[Input for this task]

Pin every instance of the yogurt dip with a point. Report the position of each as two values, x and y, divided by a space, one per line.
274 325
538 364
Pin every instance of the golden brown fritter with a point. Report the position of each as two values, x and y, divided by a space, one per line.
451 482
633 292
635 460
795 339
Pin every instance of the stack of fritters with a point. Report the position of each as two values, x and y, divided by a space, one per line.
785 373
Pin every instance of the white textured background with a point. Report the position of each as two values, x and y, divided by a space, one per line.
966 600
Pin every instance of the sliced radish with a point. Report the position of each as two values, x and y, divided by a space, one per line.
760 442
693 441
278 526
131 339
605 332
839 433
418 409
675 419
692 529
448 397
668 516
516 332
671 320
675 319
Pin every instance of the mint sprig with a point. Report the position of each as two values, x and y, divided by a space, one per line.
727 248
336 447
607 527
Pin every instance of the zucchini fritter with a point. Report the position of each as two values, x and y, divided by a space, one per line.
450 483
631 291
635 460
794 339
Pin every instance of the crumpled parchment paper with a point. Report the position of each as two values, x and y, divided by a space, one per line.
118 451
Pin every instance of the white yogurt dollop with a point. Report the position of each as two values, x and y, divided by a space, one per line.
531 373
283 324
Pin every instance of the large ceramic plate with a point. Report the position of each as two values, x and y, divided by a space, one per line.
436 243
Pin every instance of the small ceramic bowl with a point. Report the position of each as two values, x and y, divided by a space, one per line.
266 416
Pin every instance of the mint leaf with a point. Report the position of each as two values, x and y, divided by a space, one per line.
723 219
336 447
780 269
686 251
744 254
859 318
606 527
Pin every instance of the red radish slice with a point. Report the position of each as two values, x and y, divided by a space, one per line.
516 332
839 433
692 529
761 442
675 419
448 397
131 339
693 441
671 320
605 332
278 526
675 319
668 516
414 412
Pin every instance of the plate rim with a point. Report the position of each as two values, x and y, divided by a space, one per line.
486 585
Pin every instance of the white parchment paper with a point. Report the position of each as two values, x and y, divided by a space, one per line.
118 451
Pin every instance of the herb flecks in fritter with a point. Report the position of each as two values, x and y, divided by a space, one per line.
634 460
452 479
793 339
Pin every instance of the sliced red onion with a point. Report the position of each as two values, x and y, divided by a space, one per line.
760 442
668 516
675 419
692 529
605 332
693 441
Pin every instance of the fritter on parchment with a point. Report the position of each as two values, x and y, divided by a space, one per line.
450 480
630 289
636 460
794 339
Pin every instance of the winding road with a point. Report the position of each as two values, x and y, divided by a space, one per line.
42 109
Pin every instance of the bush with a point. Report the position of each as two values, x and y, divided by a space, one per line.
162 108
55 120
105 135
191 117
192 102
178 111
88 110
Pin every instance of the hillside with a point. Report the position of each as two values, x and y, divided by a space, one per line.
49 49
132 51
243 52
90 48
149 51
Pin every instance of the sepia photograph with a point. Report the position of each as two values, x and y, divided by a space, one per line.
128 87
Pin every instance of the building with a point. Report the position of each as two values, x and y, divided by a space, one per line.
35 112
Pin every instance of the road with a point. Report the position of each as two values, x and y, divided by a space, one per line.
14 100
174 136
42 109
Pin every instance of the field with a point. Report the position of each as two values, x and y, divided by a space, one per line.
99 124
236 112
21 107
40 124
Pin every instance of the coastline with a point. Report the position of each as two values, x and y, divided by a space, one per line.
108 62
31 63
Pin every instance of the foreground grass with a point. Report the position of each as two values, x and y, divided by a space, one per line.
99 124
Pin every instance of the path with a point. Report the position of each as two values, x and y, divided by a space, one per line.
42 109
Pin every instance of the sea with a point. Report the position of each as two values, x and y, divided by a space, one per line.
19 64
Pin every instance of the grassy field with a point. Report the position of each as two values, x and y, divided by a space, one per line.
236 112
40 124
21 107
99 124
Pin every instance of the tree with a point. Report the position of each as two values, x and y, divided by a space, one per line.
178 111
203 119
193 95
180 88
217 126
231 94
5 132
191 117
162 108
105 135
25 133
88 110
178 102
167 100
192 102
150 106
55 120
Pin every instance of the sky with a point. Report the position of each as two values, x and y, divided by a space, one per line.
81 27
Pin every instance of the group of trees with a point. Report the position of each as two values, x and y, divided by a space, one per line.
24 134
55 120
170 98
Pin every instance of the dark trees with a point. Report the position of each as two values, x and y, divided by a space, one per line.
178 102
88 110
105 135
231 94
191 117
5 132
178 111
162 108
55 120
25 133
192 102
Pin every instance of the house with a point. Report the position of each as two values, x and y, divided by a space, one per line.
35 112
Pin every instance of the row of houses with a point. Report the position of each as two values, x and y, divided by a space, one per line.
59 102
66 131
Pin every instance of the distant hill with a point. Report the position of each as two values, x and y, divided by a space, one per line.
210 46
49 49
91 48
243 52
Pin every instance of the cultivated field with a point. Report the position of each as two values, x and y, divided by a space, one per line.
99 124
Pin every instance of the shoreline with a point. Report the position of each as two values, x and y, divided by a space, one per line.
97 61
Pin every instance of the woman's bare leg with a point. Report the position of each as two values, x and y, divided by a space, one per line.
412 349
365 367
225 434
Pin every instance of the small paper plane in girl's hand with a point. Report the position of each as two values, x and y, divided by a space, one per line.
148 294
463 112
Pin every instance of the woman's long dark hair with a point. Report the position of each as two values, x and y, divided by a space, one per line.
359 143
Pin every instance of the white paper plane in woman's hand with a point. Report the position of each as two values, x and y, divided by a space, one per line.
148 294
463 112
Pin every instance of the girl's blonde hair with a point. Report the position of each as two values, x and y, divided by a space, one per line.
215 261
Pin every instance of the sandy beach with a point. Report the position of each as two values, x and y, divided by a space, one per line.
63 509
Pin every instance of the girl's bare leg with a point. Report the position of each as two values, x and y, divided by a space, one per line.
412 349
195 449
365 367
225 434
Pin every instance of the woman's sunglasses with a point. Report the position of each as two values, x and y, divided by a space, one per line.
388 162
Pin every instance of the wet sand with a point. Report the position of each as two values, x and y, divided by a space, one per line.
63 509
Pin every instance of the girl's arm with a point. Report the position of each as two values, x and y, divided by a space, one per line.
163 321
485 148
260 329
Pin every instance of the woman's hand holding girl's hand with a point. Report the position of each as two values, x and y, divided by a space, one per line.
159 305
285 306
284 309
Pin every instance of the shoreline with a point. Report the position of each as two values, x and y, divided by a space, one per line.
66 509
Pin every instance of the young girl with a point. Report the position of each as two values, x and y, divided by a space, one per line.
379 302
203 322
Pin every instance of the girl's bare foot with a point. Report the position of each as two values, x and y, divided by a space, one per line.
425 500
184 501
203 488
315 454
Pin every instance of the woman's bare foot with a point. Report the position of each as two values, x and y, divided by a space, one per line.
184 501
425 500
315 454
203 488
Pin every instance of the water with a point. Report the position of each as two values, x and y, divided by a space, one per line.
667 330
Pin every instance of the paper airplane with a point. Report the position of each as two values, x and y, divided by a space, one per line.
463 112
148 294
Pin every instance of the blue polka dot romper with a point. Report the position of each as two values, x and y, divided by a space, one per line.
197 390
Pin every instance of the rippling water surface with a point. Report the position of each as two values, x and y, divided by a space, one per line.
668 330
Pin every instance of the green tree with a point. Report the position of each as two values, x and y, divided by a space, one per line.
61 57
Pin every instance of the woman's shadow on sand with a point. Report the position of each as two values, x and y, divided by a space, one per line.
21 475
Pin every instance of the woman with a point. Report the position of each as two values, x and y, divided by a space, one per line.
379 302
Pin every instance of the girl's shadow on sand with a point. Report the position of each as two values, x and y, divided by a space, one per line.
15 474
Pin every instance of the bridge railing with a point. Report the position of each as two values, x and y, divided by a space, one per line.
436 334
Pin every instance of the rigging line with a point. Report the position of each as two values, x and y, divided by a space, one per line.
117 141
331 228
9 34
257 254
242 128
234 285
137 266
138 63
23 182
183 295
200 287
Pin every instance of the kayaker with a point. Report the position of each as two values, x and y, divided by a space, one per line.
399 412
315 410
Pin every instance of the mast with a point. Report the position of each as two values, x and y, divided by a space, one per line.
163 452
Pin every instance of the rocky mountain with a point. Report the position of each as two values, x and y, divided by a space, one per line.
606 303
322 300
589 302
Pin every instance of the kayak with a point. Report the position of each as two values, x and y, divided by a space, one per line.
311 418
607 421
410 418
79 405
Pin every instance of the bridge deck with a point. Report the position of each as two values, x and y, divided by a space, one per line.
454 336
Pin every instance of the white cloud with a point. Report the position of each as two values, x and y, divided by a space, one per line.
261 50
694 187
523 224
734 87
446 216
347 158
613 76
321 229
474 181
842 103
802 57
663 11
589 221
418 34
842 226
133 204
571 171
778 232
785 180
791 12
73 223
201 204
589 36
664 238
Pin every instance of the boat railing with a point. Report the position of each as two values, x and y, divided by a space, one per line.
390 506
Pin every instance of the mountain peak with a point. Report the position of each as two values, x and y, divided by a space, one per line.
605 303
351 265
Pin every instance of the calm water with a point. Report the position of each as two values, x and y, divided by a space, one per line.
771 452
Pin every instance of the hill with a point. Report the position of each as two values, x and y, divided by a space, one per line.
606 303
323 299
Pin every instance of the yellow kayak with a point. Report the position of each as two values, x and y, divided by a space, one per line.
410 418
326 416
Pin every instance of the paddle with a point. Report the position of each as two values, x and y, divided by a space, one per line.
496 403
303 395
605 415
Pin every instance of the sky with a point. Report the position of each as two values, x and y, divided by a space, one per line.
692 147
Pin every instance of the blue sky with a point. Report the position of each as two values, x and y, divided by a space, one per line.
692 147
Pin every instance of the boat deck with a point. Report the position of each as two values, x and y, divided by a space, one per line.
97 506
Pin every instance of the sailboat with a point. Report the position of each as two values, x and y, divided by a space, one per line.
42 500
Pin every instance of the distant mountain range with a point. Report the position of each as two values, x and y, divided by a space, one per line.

[/Input for this task]

[Problem requirements] Each line from the one with "Pin every instance of the boat deck" through the last line of the records must be written out word for word. Include nothing else.

[Response to this task]
Pin every instance of the boat deck with a point. Report the position of each as two values, x and y, divided by a space, one per line.
97 506
Pin every instance of the sailboat with a point. Report the position of each as two values, x and y, divided by a space, one per line.
42 500
Pin every instance of the distant mountain range with a point. Report the position of each as two values, x and y, divided by a space, one per line.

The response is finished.